> _Source document_
◆ ◆ ◆

Given the strength of Europe’s obvious culinary powerhouses like Paris and Barcelona (and practically the entire country of Italy, it seems), Brussels may not immediately jump to mind as a foodie destination. But, there’s more to the city’s food scene than Belgian (not French! As is the common refrain in the city) frites and waffles, as I learned during a recent trip with Visit Brussels.

Case in point, the Lebanese feast we tore through in the Ixelles neighborhood that was one of the most memorable meals of the brief, four-day visit. Think creamy hummus, beets, greens and yogurt-based condiments to drizzle or dollop over it all. Don’t forget the pita, and generous pours of Lebanese wine (my first taste).

Eat, converse, imbibe, repeat. It was glorious. And then the meat course came, and for that I was…not prepared. I should have slowed my roll with the hummus!

And yet, the smell of perfectly charred meat––chicken, lamb, whatever––is painful to resist.

Other culinary moments included stopping for Pasteis de Nata (yes, more than one) in between Art Deco and Art Nouveau tours, amusing myself over Brussels’ “Perfect Egg” dish obsession (like the city’s avocado toast, it seemed like the appetizer was everywhere) and stumbling into chocolate mousse by the scoop near Grand Place, a UNESCO World Heritage site.

You can’t go to Brussels and not have chocolate.

◆ ◆ ◆

> _Items_
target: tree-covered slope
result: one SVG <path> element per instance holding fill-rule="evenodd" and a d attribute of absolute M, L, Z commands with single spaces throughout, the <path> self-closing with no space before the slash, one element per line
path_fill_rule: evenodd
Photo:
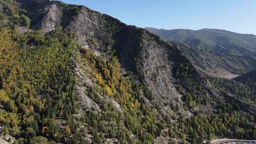
<path fill-rule="evenodd" d="M 210 75 L 240 75 L 255 69 L 254 35 L 211 29 L 193 31 L 145 28 L 177 45 L 190 61 L 197 63 L 200 70 Z"/>
<path fill-rule="evenodd" d="M 26 15 L 31 23 L 27 32 L 19 31 L 19 23 L 0 28 L 0 140 L 200 144 L 217 136 L 256 138 L 255 113 L 241 112 L 240 103 L 223 97 L 179 49 L 157 36 L 83 6 L 16 1 L 5 1 L 5 8 L 16 2 L 13 9 L 26 12 L 14 15 Z"/>
<path fill-rule="evenodd" d="M 254 53 L 251 54 L 255 54 L 256 50 L 256 36 L 253 35 L 241 34 L 223 30 L 208 28 L 199 30 L 165 30 L 152 27 L 145 28 L 167 41 L 178 41 L 206 49 L 214 49 L 216 45 L 225 46 L 234 44 L 237 46 L 243 47 L 244 50 Z M 236 47 L 233 48 L 236 49 Z"/>

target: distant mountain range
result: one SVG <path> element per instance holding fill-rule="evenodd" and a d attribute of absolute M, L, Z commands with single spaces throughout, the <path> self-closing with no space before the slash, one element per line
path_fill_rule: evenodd
<path fill-rule="evenodd" d="M 236 76 L 256 68 L 256 36 L 214 29 L 144 28 L 176 45 L 194 65 L 210 75 Z"/>

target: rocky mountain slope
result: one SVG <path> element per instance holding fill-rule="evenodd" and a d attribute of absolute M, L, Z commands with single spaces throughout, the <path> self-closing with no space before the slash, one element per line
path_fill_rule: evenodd
<path fill-rule="evenodd" d="M 148 31 L 57 1 L 0 4 L 5 142 L 199 144 L 214 136 L 255 137 L 253 111 L 229 102 L 176 46 Z"/>
<path fill-rule="evenodd" d="M 181 50 L 198 70 L 207 74 L 232 78 L 256 68 L 256 59 L 252 56 L 220 54 L 184 43 L 171 43 Z"/>
<path fill-rule="evenodd" d="M 203 70 L 206 70 L 206 72 L 210 75 L 235 76 L 255 69 L 256 36 L 254 35 L 211 29 L 193 31 L 145 28 L 169 42 L 178 41 L 192 45 L 179 47 L 191 47 L 193 50 L 181 50 L 190 61 L 199 62 L 197 66 L 200 69 L 204 68 Z M 205 61 L 206 59 L 210 60 L 210 65 L 208 64 L 210 61 Z"/>
<path fill-rule="evenodd" d="M 206 49 L 213 49 L 216 45 L 225 46 L 233 44 L 242 47 L 244 51 L 249 50 L 253 52 L 251 54 L 255 54 L 256 36 L 253 35 L 240 34 L 223 30 L 208 28 L 199 30 L 165 30 L 152 27 L 145 28 L 167 41 L 179 41 Z"/>

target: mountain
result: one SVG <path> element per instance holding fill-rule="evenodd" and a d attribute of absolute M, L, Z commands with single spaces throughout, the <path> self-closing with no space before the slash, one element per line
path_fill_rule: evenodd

◆ ◆ ◆

> _Description of the task_
Transcribe the part of the Brussels food text from "Eat, converse, imbibe, repeat." to "not have chocolate.".

> _Result for this task_
Eat, converse, imbibe, repeat. It was glorious. And then the meat course came, and for that I was…not prepared. I should have slowed my roll with the hummus!

And yet, the smell of perfectly charred meat––chicken, lamb, whatever––is painful to resist.

Other culinary moments included stopping for Pasteis de Nata (yes, more than one) in between Art Deco and Art Nouveau tours, amusing myself over Brussels’ “Perfect Egg” dish obsession (like the city’s avocado toast, it seemed like the appetizer was everywhere) and stumbling into chocolate mousse by the scoop near Grand Place, a UNESCO World Heritage site.

You can’t go to Brussels and not have chocolate.